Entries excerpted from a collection
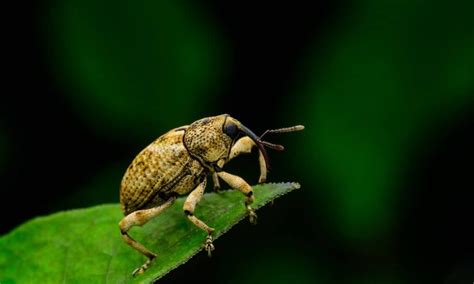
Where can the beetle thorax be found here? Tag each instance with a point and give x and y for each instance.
(205, 140)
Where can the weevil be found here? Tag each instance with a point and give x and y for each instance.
(178, 163)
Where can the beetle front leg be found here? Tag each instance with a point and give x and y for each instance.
(244, 146)
(241, 185)
(189, 205)
(139, 218)
(215, 180)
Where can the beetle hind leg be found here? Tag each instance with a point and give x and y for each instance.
(241, 185)
(189, 205)
(139, 218)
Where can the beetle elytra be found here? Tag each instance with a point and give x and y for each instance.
(178, 163)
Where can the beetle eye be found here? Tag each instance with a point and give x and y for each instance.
(231, 130)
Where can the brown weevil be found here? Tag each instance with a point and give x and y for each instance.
(178, 163)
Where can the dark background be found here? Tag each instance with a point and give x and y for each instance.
(385, 91)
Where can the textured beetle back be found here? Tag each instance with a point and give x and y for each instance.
(205, 139)
(151, 174)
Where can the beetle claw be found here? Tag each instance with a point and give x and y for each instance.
(209, 246)
(143, 268)
(252, 217)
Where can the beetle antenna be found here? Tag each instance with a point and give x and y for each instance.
(283, 130)
(273, 146)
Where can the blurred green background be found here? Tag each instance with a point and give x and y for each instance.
(384, 88)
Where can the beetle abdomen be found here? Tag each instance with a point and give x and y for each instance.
(159, 171)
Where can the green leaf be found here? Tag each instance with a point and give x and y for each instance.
(84, 245)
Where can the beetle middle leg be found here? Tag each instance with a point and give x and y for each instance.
(244, 146)
(140, 218)
(241, 185)
(189, 205)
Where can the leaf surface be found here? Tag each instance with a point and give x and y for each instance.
(84, 245)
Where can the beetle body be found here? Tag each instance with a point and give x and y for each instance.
(177, 163)
(164, 169)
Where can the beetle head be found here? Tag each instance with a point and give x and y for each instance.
(210, 139)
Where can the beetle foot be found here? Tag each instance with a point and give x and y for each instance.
(208, 245)
(252, 216)
(143, 268)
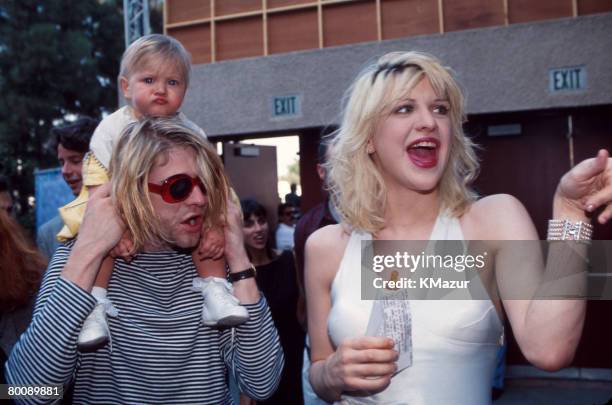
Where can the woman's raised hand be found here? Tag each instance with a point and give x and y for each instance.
(587, 187)
(364, 364)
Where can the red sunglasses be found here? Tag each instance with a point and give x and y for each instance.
(176, 188)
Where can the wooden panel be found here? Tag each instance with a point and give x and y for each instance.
(285, 3)
(403, 18)
(594, 6)
(292, 31)
(529, 10)
(466, 14)
(187, 10)
(225, 7)
(349, 23)
(239, 38)
(196, 39)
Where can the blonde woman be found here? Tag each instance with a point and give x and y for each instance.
(400, 170)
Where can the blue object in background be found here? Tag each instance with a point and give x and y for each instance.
(51, 192)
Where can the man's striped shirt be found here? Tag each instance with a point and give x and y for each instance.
(160, 352)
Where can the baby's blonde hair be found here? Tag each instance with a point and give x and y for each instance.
(141, 146)
(155, 45)
(356, 186)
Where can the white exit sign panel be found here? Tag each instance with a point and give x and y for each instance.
(567, 79)
(286, 106)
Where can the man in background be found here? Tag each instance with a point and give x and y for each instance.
(287, 215)
(6, 199)
(71, 143)
(317, 217)
(292, 198)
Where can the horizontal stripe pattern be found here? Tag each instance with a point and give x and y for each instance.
(160, 352)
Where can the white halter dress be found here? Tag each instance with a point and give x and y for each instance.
(454, 342)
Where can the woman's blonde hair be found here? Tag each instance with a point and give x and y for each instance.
(166, 48)
(145, 144)
(355, 184)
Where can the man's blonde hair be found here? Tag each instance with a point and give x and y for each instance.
(145, 144)
(356, 186)
(164, 47)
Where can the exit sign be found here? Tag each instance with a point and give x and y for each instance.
(286, 106)
(567, 79)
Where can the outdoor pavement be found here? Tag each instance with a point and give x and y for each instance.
(536, 391)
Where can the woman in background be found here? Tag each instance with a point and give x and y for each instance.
(277, 279)
(21, 269)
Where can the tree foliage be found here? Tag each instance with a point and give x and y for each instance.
(57, 58)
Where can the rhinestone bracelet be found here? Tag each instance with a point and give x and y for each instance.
(564, 229)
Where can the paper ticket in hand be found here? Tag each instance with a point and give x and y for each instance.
(391, 318)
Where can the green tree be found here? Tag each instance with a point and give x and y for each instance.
(57, 58)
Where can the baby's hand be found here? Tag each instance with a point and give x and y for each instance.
(125, 247)
(212, 243)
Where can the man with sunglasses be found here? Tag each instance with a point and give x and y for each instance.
(166, 183)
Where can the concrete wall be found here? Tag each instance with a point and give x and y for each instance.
(504, 69)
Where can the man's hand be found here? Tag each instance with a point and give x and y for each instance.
(125, 247)
(99, 233)
(211, 244)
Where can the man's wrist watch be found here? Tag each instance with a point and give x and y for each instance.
(241, 275)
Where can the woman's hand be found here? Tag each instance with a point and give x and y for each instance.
(586, 187)
(364, 364)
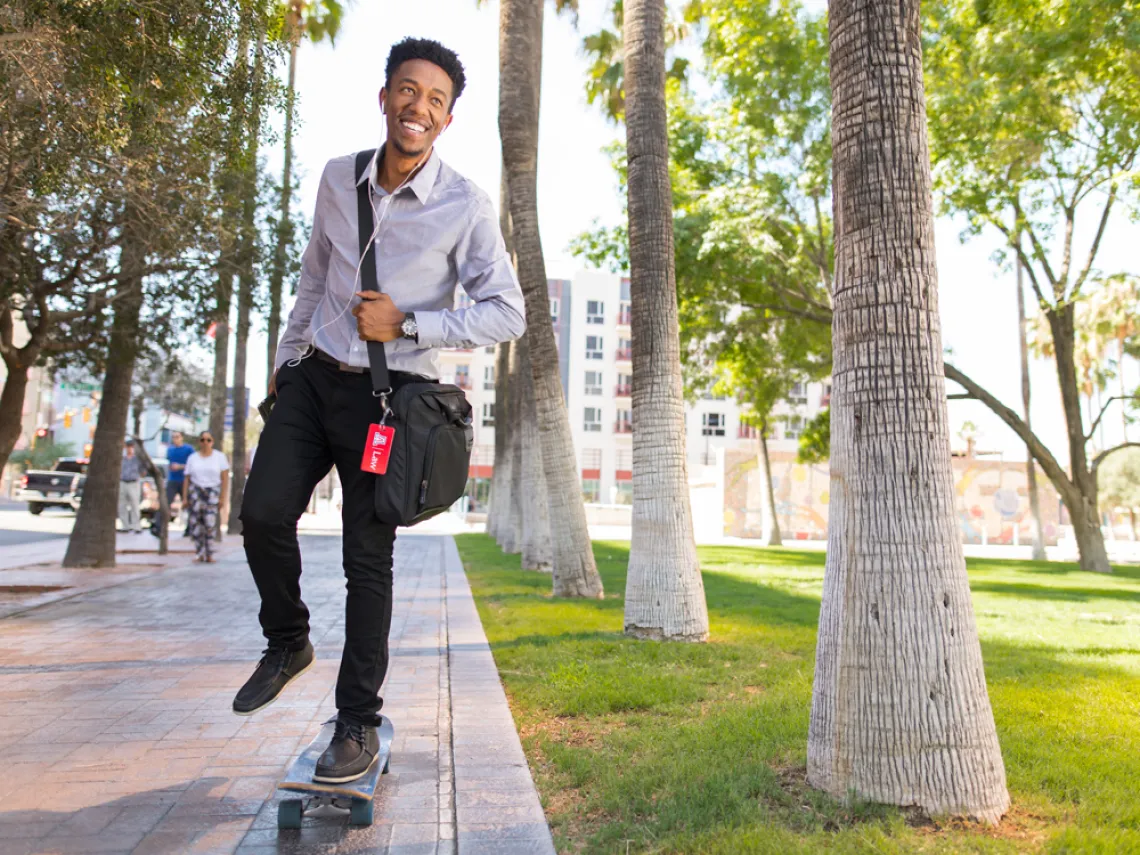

→ Work required
Copy the entries from the line with "Where can the exit" up to and including the final line of the entries, substituting "stone wall" for "concrete wall" and keeping everything else the same. Leave the pictures out.

→ Result of the task
Where can the exit sign be found here? Tag each instance with a point and give x and y for each instance.
(286, 106)
(567, 79)
Where can the outdoor pavement be found here? Tag each instance with a point and give x and y for each instance.
(536, 391)
Where can the woman in background be found here? Tag each instance with a point and give x and y for each instance.
(277, 279)
(21, 269)
Where can the tree foliage be found here? Tag each instance with a point and give x and y for each instance.
(57, 58)
Where can the rhinestone bracelet be found here? Tag each instance with a point and give x and y for each instance.
(564, 229)
Where can the paper ticket in hand be found here? Tag each instance with a point and give x and y for each instance.
(391, 318)
Where can the green tree be found here? Tag each instance with a point and give x and y for each instance.
(57, 58)
Where can the baby's hand be found here? Tag each instance with a point and give x and y for each instance.
(125, 247)
(212, 243)
Where can the man with sunglasses be found here? Tag each instance with a point and give x and y for each instance.
(166, 183)
Where can the stone wall be found here? Tag each instance with a point and give x and y for each instance.
(504, 69)
Where can the man's hand be found here? Tag each instance with a point and give x and y for each instance.
(125, 247)
(99, 233)
(211, 244)
Where can the man's wrist watch be found here? Tag each instance with a point and give x and y for each instance.
(241, 275)
Where can the woman's hand be found here? Tag each instance with a point and give x and y for each instance.
(586, 187)
(364, 364)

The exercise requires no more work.